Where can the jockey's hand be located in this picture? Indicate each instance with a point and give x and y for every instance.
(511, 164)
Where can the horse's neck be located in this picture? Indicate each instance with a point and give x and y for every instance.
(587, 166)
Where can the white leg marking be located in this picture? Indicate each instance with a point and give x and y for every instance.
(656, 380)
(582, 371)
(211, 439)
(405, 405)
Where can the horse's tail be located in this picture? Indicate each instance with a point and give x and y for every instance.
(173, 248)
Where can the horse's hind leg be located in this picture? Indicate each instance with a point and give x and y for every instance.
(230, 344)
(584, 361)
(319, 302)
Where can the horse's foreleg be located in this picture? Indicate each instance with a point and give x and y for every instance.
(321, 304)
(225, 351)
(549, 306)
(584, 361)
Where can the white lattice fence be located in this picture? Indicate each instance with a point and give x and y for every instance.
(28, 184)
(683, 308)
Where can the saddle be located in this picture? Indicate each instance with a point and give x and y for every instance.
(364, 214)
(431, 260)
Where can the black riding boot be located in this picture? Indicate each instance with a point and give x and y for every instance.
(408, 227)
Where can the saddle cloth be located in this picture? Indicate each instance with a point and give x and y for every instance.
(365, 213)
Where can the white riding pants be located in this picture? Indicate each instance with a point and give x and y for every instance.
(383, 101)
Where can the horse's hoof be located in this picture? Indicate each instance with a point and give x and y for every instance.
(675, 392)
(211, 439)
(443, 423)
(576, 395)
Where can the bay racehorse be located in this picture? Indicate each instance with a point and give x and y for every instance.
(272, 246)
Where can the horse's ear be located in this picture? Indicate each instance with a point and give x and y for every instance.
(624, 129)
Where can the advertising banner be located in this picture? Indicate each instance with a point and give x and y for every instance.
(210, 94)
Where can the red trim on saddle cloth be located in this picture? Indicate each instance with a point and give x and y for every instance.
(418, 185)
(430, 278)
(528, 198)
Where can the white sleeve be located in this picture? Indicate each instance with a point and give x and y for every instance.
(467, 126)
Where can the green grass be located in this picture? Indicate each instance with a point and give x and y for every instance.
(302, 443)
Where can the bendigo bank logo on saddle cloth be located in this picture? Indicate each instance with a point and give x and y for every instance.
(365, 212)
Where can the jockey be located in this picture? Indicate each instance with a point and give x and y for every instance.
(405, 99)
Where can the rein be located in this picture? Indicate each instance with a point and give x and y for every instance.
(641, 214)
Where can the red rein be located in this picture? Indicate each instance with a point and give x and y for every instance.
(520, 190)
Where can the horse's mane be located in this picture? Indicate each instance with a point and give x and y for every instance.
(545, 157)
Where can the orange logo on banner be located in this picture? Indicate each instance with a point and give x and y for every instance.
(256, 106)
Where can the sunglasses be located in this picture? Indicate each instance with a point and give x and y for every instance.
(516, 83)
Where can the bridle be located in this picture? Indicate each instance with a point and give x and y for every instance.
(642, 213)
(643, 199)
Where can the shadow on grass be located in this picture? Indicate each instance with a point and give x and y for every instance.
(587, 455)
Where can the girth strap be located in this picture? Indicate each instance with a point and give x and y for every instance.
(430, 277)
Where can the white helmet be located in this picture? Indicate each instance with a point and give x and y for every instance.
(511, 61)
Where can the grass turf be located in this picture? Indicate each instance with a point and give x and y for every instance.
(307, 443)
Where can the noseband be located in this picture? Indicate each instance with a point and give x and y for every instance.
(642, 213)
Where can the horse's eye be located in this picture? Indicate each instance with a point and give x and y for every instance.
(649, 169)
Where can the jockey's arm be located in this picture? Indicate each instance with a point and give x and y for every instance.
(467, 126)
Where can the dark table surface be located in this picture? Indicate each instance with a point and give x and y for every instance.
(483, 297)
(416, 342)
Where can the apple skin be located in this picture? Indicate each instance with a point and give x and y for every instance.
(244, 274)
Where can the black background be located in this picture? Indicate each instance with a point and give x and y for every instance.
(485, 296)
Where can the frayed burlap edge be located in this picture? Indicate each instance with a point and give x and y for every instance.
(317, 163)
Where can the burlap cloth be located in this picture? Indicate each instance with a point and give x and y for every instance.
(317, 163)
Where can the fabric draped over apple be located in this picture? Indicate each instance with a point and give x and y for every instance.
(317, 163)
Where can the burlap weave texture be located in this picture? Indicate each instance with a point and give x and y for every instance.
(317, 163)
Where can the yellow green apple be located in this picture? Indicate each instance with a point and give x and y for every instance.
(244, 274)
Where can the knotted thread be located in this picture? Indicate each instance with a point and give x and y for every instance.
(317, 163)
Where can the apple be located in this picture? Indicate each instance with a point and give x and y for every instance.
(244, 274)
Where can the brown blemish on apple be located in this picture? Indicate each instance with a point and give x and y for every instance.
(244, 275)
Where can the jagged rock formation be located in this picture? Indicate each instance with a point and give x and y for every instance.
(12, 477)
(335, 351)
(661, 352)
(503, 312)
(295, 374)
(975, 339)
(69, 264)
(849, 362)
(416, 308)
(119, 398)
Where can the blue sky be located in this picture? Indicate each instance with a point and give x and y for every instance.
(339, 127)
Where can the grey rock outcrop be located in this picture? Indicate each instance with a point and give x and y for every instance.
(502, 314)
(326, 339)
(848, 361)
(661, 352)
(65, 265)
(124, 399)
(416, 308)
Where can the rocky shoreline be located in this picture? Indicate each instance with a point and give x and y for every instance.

:::::

• **SHORT EXERCISE**:
Every entry should be printed again exactly as written.

• **EXPECTED ANSWER**:
Where can the jockey's hand be located in this picture? Indicate each instance with a point and give x and y for every instance.
(511, 164)
Where can the horse's neck be located in this picture? Indicate each instance with a point and give x and y for every instance.
(587, 166)
Where can the white leg marking be located in this picture? Indicate each instance with a point and give x and y for every instance.
(656, 380)
(582, 371)
(211, 439)
(405, 405)
Where can the horse's tail be located in this picture? Indicate each instance with a point and give x and y for every instance.
(173, 248)
Where can the horse's hind leg be located in this picture? Indicate each instance with a point and give x and y for every instance.
(230, 344)
(584, 361)
(319, 302)
Where can the horse's foreleg be located in this picture? Indicate each instance with a point and give x and y for every instance.
(321, 304)
(225, 351)
(549, 306)
(584, 361)
Where can the white lattice fence be located in this picture? Indicate each instance with a point and give x and y for every instance.
(28, 184)
(683, 308)
Where can the saddle be located in this picture? Indicate each instance with a point and give x and y for every instance.
(364, 214)
(431, 260)
Where can the black riding boot be located in this picture? Indicate each instance with a point and give x and y for every instance.
(408, 227)
Where can the saddle cloth be located in this picture? Indicate each instance with a point and give x and y for every instance.
(365, 213)
Where can the white riding pants be located in this picture? Indicate each instance with a point and give x and y for every instance.
(383, 101)
Where can the horse's hoof be located in this picture? Indicate each instance with a point and give x and y for every instance.
(675, 392)
(211, 439)
(443, 423)
(576, 395)
Where can the bay racehorse be located in this picture? Indicate each instance with a point and give x and y for every instance.
(272, 246)
Where can the horse's ear be located in this picture? Indicate each instance with a point and give x and y for every instance.
(624, 129)
Where can the advertising banner be located in this picture? Indicate each instance with a point and give x and y for every instance.
(210, 94)
Where can the red trim on saddle cloth be located in this picture? Indicate each instance with a point and give x and y for every instance.
(418, 185)
(430, 278)
(528, 198)
Where can the white sleeve be located in this picture? Indicate each instance with a point and give x and y for every instance.
(467, 126)
Where can the green grass be located in this picture? Indicate each instance with a point and give x and y for every instance.
(302, 443)
Where can the bendigo bank logo on saddle cloth be located in this picture? Indicate each instance with a point and give x and y for every instance.
(365, 212)
Where can the jockey be located in this picture? Indicate each instance with a point and give x and y for every instance.
(405, 99)
Where can the rein be located in this picture? Indicate each instance with a point and give x and y for every instance.
(641, 214)
Where can the red rein be located in this picture? Indicate each instance with a point and give x and y for every instance.
(520, 190)
Where can the horse's mane be located in this picture? Indicate each instance with a point and give x and y for every instance.
(545, 157)
Where can the orange logo on banner be located in this picture? Indicate each instance with a point and give x and y for every instance.
(256, 106)
Where can the sunglasses be located in this picture? Indicate each instance with a point and give x and y for every instance.
(516, 83)
Where can the bridle be located in this picture? Indicate each instance with a point and give x and y for every instance.
(642, 213)
(643, 199)
Where can the shadow on grass be located in this picture? Indicate each instance with a point and give x and y for every instance.
(587, 455)
Where can the girth strap be located in this picture? Indicate each instance with a point and give x and y for every instance.
(430, 277)
Where can the white helmet be located in this picture? Indicate each instance with a point and give x and y for every instance.
(511, 61)
Where can the grass turf be located in this picture? Indicate each instance with a point and give x and y for every instance.
(307, 443)
Where can the noseband be located in this picture? Indicate each instance with a point and give x and y for every instance.
(642, 213)
Where can the horse's eye be located in this picture? Indicate each instance with a point and give x and y for every instance.
(649, 169)
Where can the jockey's arm be located in this picture? Indicate each instance with a point and give x and y for every instance.
(467, 126)
Where can the dark table surface be located in this picture? Indicate each instance with a point and give x and y for every instance.
(483, 297)
(416, 342)
Where can the apple skin be located in this picture? Indicate each instance with a point and give x and y for every instance.
(244, 274)
Where can the black background be located in this picture? Indicate each instance with a point and give x and y for every instance.
(485, 296)
Where can the frayed burlap edge be located in this picture? Indicate each instance with a point and give x and y for every instance.
(317, 163)
Where can the burlap cloth be located in this picture? Indicate each instance with a point and give x and y for every instance.
(317, 163)
Where can the fabric draped over apple be located in this picture? Indicate each instance with a point and give x and y for every instance.
(317, 163)
Where can the burlap weave texture be located in this picture? Indicate each instance with a point and give x and y for every instance.
(317, 163)
Where can the yellow green apple be located in this picture? Indicate each instance with a point and give x and y for every instance.
(244, 274)
Where can the knotted thread be located in this picture? Indicate each instance with a point and give x and y for every instance.
(317, 163)
Where can the apple be located in this picture? Indicate each instance with a point and give x and y for every instance.
(244, 274)
Where can the brown blemish on apple be located in this picture? Indicate each instance with a point and give x and y for every instance.
(244, 275)
Where can the jagged rock formation be located in this picture? Indicate each instance with a point and give x and y for every instance.
(12, 477)
(335, 351)
(661, 352)
(503, 312)
(295, 374)
(975, 339)
(69, 264)
(849, 362)
(416, 308)
(119, 398)
Where can the blue sky be located in this picture? Indicate each instance with a point and give x and y for every instance.
(339, 127)
Where can the grey rock outcrop be located in this picture? Indicate each instance with a point and give x and y for every instance.
(502, 314)
(326, 339)
(848, 361)
(661, 352)
(65, 265)
(124, 399)
(416, 308)
Where can the rocky shoreline be located in this picture? Indicate each instance with a point and give x and y for every instance.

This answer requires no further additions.